The core job of a platform is to perform matching. A simple marketplace like eBay focuses on increasing the number of good matches (bids or purchases) between seller and buyers. Similarly, the Apple App Store wants to connect iOS users to app developers, and Google’s advertising platform attempts to match publishers to advertisers.

Platforms generate value through both the volume and quality of these matches — lots of matches that don’t result in positive interactions (e.g. ads people don’t click on, or products people don’t buy) aren’t valuable.

Capturing value

Platforms make their money by capturing some of the value from the interactions their matches generate. There are a handful of ways of doing this:

  • Take a slice of a transaction. When the match involves a purchase taking a percentage works well. The classic % charge from a payments platform like Visa is an example here.

  • Charge a fee for access. This works when there is a valuable network which isn’t available elsewhere.

  • Charge for enhanced access or service. For example, selling ads on keywords in the App Store allows Apple to capture value from developers who get the most out of being on your platform (and therefore are willing to pay for more downloads).

Platform strategy involves balancing how much value is captured, how the value is captured, and how it is split between the participants. Segmenting audiences allows differentiated value capture — you can incentive different types of customers by reducing the value capture, or even deliver extra value to a key segment in order increase the overall worth of your platform through increased participation.

This is because often one side is more valuable than another: for example, Google wants as many Android users as possible, so there is no charge to use the Play store, but with developers they want to set a minimum bar: so developers must pay a (small) validation fee, and have their apps reviewed.

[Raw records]
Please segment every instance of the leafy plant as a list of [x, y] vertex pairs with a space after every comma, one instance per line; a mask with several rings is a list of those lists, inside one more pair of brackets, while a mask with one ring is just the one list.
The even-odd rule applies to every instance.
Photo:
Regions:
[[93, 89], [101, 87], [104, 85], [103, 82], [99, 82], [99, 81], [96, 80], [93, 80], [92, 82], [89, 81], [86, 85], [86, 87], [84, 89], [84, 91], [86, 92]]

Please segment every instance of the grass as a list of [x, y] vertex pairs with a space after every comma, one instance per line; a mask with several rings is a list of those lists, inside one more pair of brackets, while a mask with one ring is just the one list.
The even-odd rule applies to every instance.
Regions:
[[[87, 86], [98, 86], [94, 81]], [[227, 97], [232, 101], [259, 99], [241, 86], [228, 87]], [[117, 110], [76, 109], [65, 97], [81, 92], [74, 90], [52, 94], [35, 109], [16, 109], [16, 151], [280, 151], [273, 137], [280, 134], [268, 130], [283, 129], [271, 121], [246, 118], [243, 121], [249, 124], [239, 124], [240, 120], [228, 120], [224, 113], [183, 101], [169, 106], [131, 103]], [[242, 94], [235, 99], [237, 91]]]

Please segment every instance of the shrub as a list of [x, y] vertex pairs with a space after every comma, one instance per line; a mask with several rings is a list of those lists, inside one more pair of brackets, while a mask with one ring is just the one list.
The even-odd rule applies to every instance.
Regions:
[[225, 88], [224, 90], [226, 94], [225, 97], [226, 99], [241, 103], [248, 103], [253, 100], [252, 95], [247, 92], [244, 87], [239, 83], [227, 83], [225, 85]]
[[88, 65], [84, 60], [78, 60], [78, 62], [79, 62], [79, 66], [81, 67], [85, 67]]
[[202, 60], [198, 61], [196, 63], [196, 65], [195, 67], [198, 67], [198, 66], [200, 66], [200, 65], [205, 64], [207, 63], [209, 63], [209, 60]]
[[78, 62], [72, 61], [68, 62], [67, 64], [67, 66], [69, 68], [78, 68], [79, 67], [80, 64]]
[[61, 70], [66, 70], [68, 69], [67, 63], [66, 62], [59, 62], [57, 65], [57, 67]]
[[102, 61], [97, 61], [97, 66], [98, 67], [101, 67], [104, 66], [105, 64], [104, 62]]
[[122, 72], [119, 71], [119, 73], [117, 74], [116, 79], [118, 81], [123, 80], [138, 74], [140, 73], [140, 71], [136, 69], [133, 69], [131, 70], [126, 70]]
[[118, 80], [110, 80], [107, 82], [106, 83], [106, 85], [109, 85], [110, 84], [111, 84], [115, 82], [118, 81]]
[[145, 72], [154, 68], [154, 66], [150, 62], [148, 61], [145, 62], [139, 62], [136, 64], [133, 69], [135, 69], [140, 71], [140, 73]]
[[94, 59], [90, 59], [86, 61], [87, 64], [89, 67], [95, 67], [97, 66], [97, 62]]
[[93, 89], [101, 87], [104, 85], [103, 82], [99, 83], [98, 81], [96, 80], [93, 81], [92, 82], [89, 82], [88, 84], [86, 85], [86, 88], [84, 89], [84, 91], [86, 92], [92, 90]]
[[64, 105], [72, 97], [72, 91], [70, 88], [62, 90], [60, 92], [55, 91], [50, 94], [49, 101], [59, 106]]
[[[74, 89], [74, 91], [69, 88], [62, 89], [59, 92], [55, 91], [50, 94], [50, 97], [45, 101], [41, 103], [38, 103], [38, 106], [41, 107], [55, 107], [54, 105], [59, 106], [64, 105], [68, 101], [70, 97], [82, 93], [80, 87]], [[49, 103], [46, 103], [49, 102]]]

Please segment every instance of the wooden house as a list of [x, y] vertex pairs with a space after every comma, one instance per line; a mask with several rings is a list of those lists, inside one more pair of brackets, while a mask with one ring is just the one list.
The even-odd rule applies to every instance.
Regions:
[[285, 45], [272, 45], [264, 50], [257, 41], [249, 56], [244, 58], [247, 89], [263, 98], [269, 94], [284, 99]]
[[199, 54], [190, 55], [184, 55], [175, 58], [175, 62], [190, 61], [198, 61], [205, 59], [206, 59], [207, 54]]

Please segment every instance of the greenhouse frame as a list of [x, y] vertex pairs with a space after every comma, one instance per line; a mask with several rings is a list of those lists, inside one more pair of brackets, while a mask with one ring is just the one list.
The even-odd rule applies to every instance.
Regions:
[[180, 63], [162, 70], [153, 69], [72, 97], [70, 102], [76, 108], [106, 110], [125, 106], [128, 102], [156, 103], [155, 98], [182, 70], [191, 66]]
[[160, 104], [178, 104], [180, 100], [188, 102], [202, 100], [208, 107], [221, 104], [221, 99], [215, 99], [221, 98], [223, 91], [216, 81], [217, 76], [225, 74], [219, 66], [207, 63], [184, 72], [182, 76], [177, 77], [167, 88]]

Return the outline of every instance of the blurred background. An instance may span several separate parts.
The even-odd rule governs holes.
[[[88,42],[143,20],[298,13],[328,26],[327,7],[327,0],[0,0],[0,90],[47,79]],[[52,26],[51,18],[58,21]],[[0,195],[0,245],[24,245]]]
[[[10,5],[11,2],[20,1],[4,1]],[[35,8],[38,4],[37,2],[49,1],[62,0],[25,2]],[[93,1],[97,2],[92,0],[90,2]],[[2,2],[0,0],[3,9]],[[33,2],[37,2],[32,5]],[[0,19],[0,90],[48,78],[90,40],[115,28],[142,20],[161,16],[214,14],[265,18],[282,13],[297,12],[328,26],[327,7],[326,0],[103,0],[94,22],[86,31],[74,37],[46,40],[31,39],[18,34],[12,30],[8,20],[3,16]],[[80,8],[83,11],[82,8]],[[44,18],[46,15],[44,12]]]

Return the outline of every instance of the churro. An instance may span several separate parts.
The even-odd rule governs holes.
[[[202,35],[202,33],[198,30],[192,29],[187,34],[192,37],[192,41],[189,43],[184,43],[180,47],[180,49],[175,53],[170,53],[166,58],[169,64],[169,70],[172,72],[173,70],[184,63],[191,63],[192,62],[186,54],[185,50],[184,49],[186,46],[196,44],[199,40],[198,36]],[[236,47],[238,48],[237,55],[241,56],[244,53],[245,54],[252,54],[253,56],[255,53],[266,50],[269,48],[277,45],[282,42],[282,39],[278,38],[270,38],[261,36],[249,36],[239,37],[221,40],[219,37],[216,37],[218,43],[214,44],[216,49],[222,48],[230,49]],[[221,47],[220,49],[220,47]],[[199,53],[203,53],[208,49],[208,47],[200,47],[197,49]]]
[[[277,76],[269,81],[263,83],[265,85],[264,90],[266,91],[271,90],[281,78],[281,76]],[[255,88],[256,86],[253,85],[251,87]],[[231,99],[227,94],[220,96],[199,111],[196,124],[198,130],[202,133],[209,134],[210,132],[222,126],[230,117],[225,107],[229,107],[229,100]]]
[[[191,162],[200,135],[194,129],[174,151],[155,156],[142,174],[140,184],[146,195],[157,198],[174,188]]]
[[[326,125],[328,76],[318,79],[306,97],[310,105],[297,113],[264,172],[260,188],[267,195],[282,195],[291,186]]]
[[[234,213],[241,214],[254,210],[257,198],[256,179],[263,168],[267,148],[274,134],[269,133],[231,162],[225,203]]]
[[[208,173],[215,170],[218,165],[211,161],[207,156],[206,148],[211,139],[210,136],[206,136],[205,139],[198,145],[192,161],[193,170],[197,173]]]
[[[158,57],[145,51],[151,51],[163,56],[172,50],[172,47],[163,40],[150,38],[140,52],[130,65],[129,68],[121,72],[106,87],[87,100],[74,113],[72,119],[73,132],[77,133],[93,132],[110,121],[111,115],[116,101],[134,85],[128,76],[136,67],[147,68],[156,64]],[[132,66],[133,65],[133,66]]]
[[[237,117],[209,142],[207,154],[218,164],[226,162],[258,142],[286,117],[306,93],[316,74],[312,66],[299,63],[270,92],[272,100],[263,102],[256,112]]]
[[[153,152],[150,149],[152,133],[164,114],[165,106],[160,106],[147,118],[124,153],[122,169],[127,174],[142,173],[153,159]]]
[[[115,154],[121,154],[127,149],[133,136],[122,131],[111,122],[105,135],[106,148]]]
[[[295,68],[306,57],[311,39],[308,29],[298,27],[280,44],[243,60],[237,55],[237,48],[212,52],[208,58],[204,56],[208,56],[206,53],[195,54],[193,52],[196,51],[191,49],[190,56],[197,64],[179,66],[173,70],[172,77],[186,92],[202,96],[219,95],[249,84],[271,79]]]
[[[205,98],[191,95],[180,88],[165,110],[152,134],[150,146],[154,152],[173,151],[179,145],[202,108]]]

• _Exercise requirements_:
• a. Copy the passage on platforms from "Platforms generate value" to "an example here.".
• b. In the passage on platforms, what must developers pay to be on the Play store?
• c. Write the next part of the passage on platforms, picking up after its final sentence.

• _Results in order_:
• a.
Platforms generate value through both the volume and quality of these matches — lots of matches that don’t result in positive interactions (e.g. ads people don’t click on, or products people don’t buy) aren’t valuable.

Capturing value

Platforms make their money by capturing some of the value from the interactions their matches generate. There are a handful of ways of doing this:

  • Take a slice of a transaction. When the match involves a purchase taking a percentage works well. The classic % charge from a payments platform like Visa is an example here.

• b. A small validation fee.

• c.
Most notable platforms are more than a two-sided marketplace — they have several constituencies they are attempting to serve, which adds another level to each of the factors discussed above.

There is an interesting case study of these principles at work, which has taken a new turn recently: the opening up of Amazon’s Alexa to paid products.

Amazon has played the game very well with Alexa so far, so it is worth looking at how the platform has been managed.

A platform for voice

Amazon had a more expensive first step than many app based platforms, as they had to create Echo and Alexa. The hardware and software capabilities were good enough to make voice-based interaction possible, and practical, in a noisy home environment. The first device started shipping back in 2014, and it’s clear that Amazon knew it was a platform play — there was an SDK from the get-go (though it was invite-only at first).

A new platform always faces a chicken and egg problem: users want the device for capabilities, developers want to build for the device because of user reach. The first release of the Echo leveraged Amazon’s size: you could shop, listen to Amazon music, and get answers to questions thanks to Amazon themselves pulling data from the web. But it also involved third-party developers, notably audio services iHeartRadio, TuneIn, and Pandora. Finally, the Echo also functioned as a Bluetooth speaker, allowing you to play music from phones.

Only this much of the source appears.